── Data entries
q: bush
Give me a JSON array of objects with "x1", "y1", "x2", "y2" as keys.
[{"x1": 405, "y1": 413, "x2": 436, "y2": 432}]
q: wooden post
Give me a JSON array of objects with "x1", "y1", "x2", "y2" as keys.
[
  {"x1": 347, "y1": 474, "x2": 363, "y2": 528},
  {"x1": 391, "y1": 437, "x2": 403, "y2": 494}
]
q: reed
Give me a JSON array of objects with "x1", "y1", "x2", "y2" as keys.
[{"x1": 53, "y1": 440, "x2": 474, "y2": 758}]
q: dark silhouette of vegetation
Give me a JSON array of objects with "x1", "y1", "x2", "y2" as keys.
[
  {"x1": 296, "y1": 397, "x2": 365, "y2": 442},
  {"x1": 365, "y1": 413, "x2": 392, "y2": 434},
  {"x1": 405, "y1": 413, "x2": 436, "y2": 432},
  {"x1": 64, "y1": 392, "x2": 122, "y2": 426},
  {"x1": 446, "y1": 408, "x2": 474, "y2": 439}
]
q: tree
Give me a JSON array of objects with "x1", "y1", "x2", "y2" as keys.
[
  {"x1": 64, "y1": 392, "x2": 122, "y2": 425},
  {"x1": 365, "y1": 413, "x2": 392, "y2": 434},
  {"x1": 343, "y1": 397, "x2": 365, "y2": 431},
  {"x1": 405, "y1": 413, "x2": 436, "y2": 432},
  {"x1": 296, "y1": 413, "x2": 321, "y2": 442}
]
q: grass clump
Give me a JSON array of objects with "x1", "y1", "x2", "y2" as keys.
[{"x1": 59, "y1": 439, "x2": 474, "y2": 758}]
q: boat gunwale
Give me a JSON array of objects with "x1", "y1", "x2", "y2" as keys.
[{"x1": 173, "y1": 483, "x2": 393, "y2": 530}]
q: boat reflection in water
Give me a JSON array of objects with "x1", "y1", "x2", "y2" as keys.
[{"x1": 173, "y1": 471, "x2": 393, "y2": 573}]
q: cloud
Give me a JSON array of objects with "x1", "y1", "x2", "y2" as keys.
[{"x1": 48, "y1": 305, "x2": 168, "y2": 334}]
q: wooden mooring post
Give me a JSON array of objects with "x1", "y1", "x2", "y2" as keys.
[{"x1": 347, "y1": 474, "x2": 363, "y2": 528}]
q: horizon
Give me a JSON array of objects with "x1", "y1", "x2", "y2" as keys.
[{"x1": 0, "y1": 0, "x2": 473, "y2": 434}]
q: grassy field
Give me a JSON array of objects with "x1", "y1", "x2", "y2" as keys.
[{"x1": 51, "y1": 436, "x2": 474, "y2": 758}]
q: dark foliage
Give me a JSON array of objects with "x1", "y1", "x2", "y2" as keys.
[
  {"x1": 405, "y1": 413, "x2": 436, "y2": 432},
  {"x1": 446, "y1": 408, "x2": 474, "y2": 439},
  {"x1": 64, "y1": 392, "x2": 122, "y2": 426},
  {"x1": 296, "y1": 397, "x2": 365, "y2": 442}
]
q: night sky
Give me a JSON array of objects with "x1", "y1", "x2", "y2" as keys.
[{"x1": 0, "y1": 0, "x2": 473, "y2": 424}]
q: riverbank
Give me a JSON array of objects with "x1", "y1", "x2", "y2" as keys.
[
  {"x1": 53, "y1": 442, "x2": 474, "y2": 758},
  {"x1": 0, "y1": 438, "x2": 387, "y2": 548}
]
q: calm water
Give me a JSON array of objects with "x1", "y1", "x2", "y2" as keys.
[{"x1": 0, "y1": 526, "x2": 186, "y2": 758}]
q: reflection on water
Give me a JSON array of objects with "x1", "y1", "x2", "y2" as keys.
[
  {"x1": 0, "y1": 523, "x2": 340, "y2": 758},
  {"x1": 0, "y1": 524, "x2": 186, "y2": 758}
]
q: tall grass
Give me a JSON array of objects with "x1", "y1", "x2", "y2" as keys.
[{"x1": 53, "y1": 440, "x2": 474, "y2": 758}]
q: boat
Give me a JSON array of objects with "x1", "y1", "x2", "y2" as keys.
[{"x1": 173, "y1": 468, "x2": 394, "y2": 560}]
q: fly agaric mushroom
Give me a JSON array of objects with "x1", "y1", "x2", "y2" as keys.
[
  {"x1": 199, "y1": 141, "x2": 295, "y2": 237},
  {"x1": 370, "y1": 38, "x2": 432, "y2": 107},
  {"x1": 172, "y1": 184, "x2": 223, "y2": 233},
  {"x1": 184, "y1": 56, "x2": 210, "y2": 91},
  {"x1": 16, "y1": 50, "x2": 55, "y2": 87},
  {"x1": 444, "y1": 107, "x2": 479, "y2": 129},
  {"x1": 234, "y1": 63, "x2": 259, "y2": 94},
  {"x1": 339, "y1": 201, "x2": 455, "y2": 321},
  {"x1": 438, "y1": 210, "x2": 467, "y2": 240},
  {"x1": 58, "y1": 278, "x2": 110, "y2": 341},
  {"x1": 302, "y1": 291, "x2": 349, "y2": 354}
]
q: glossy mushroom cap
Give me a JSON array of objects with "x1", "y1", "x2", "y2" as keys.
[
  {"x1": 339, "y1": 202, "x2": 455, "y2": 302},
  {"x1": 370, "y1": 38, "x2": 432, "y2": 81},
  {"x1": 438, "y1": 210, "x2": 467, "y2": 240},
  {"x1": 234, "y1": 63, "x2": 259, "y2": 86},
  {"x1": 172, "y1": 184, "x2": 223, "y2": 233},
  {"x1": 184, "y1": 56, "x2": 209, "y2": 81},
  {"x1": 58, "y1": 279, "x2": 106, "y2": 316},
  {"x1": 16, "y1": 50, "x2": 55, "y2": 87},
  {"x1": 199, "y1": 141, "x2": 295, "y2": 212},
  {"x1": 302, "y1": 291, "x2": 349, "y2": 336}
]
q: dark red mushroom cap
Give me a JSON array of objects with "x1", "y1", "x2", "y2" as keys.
────
── Data entries
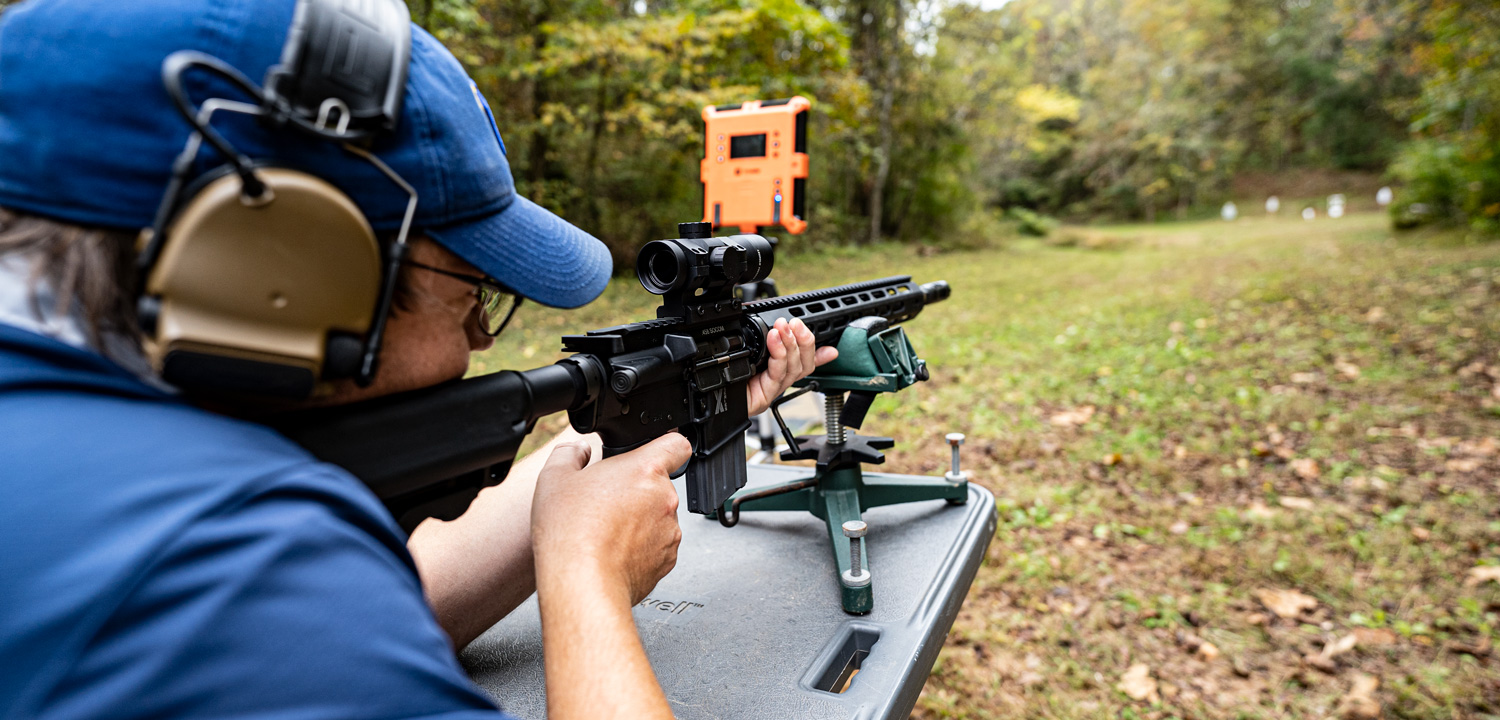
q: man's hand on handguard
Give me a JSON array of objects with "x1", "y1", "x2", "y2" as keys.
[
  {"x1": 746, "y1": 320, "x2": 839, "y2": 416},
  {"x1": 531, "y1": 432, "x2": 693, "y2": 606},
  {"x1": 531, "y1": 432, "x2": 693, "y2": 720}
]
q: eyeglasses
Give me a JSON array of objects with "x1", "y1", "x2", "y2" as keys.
────
Pick out every line above that contains the string "dark". Case counts.

q: dark silhouette of vegetation
q: dark foliage
q: dark red mushroom cap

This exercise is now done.